[Free-text object descriptions]
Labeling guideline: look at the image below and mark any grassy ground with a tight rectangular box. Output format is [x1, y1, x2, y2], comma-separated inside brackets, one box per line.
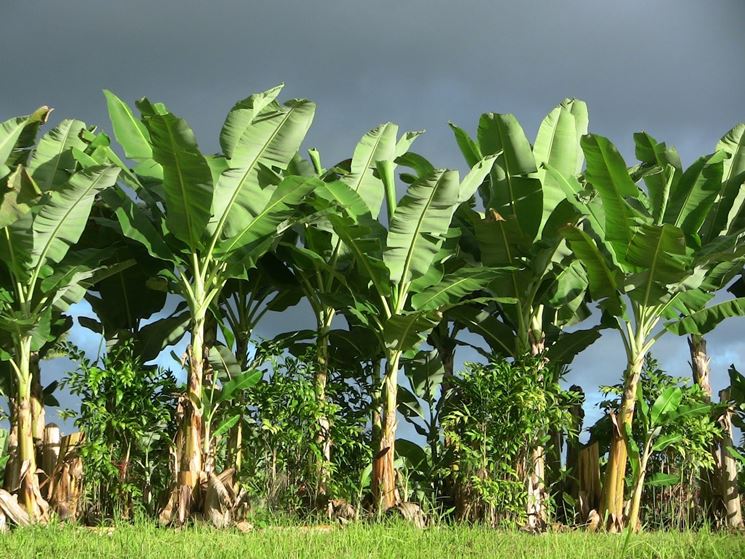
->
[1, 522, 742, 559]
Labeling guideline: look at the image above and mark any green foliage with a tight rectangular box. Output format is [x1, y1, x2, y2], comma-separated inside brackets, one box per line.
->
[1, 91, 744, 532]
[240, 350, 371, 512]
[61, 341, 178, 520]
[441, 358, 578, 525]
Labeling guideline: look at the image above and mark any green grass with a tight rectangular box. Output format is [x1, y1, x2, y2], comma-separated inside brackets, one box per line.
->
[0, 522, 741, 559]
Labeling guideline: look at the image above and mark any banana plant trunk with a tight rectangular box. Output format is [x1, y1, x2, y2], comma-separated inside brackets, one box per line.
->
[201, 314, 217, 475]
[689, 335, 712, 397]
[526, 320, 547, 530]
[314, 310, 334, 501]
[372, 351, 400, 511]
[370, 359, 383, 495]
[601, 353, 645, 531]
[178, 309, 206, 517]
[432, 329, 457, 509]
[14, 336, 45, 518]
[688, 334, 720, 520]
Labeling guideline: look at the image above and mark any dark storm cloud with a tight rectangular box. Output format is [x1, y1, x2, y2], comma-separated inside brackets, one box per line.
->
[2, 0, 745, 428]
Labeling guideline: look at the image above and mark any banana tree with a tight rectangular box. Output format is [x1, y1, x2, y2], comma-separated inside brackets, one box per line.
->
[102, 85, 318, 521]
[327, 144, 496, 510]
[634, 124, 745, 397]
[0, 111, 123, 518]
[632, 125, 745, 518]
[553, 132, 744, 529]
[449, 99, 601, 528]
[276, 123, 422, 498]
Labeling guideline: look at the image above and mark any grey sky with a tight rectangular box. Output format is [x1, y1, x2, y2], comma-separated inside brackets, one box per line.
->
[2, 0, 745, 433]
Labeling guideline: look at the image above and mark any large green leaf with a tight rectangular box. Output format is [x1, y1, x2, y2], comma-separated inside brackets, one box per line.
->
[106, 188, 175, 263]
[561, 225, 621, 303]
[395, 438, 427, 469]
[220, 370, 262, 402]
[581, 134, 643, 260]
[384, 169, 460, 285]
[342, 123, 398, 218]
[411, 267, 499, 311]
[545, 164, 606, 239]
[0, 165, 42, 228]
[30, 166, 120, 273]
[314, 180, 372, 220]
[215, 175, 321, 258]
[27, 119, 87, 192]
[448, 122, 482, 168]
[135, 311, 190, 361]
[208, 344, 242, 380]
[457, 155, 497, 203]
[477, 113, 542, 239]
[633, 132, 681, 224]
[219, 85, 283, 159]
[0, 108, 49, 176]
[666, 297, 745, 335]
[474, 213, 530, 268]
[714, 123, 745, 235]
[545, 327, 602, 367]
[650, 386, 683, 426]
[447, 304, 515, 357]
[403, 349, 444, 401]
[383, 312, 438, 354]
[87, 248, 168, 332]
[213, 98, 316, 243]
[144, 113, 213, 250]
[103, 90, 153, 160]
[625, 223, 690, 307]
[327, 213, 390, 299]
[534, 99, 586, 232]
[663, 151, 725, 234]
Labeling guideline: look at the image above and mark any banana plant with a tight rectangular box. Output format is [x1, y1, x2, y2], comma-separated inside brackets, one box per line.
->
[449, 99, 601, 528]
[553, 132, 744, 528]
[276, 123, 423, 497]
[102, 85, 318, 521]
[327, 144, 496, 510]
[0, 111, 124, 518]
[634, 124, 745, 399]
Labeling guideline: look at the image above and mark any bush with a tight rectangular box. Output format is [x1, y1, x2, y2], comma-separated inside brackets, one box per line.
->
[61, 341, 178, 520]
[240, 350, 371, 513]
[441, 357, 577, 525]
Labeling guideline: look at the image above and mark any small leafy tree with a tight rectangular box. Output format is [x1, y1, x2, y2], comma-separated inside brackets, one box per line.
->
[241, 350, 370, 513]
[61, 341, 178, 519]
[441, 358, 577, 526]
[626, 383, 715, 530]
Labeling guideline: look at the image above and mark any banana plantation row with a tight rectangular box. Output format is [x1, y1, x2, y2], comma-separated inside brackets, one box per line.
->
[0, 86, 744, 532]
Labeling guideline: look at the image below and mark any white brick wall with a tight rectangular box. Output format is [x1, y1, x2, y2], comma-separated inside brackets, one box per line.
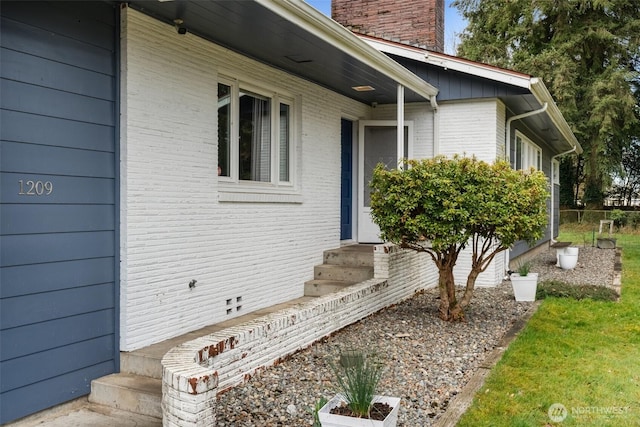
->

■ **Description of the task**: If a line in the entries holds the string "below", it belongs in the tally; state the tally alone.

■ **Reply to the exercise**: 2